*WHAT YOU NEED TO DO*. Rewrite everything in the listing from the line containing "Guideline: one marker per instance of the street" down to the end of the listing, changing "palm tree" to "date palm" and leaving everything else unchanged.

*RECORDS FOR THE TASK*.
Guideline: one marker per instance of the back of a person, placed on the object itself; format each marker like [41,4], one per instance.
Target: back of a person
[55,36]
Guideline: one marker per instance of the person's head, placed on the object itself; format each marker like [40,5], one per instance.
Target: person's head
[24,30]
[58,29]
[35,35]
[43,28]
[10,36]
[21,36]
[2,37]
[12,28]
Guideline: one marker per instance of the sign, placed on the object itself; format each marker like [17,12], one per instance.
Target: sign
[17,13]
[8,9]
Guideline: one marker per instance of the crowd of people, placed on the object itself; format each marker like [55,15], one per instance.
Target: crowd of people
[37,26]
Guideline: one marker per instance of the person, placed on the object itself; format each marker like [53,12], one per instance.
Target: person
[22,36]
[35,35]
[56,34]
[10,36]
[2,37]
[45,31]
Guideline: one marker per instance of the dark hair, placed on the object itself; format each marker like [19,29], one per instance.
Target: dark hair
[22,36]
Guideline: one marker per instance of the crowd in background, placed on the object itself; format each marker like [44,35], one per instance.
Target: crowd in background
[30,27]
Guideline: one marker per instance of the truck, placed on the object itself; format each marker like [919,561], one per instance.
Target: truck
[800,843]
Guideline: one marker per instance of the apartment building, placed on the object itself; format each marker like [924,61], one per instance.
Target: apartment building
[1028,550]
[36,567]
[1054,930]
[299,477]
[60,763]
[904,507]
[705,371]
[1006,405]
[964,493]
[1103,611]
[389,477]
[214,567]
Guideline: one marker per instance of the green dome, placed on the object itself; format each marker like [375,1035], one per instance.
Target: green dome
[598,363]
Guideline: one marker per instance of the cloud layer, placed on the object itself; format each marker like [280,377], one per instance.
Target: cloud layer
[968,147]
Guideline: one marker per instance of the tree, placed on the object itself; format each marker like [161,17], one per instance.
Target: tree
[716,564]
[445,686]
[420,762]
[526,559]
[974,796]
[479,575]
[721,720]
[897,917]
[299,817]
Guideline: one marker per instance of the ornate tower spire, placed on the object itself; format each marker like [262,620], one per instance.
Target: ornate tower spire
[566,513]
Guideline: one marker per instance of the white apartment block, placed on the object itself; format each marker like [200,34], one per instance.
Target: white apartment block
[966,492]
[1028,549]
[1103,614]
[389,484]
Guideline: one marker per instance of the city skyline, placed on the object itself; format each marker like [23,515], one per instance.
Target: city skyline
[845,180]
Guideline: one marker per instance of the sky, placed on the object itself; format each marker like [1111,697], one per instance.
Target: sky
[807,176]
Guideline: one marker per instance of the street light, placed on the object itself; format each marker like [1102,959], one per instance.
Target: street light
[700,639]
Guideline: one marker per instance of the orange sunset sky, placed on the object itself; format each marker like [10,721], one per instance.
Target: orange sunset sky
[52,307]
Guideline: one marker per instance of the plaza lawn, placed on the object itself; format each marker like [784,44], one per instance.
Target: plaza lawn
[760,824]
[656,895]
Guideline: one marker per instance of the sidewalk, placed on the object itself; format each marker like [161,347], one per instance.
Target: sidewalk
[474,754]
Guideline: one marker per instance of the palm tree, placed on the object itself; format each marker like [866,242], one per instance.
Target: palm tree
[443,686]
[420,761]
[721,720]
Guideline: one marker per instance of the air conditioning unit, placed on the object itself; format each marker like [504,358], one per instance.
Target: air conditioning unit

*RESPONSE*.
Guideline: one marker per instance of the street light, placed on the object itself; format each marker like [1102,959], one per instance.
Target: street light
[700,639]
Guideline: one marker per instance of the orange sunset sky, placed on the object itself; format each marker like [10,721], one per instance.
Target: orange sunset sky
[52,307]
Guideline: one marker per instance of the plaza lawn, placed on the object itself; format each marker like [784,44], one per instance.
Target: plaza lawn
[760,824]
[656,895]
Guideline: one marker per instance of the sidewalk, placed on the object itself; format each marker like [161,347], one per instance.
Target: sidewalk
[474,754]
Guideline: one marker per instance of the date palm, placed on the object itself; format each marker like [866,242], one per instance.
Target: date palm
[443,686]
[420,761]
[721,720]
Guideline: one marker per instance of the air conditioning unit, placed on the object itself; format each marker like [504,358], one per instance.
Target: air conditioning unit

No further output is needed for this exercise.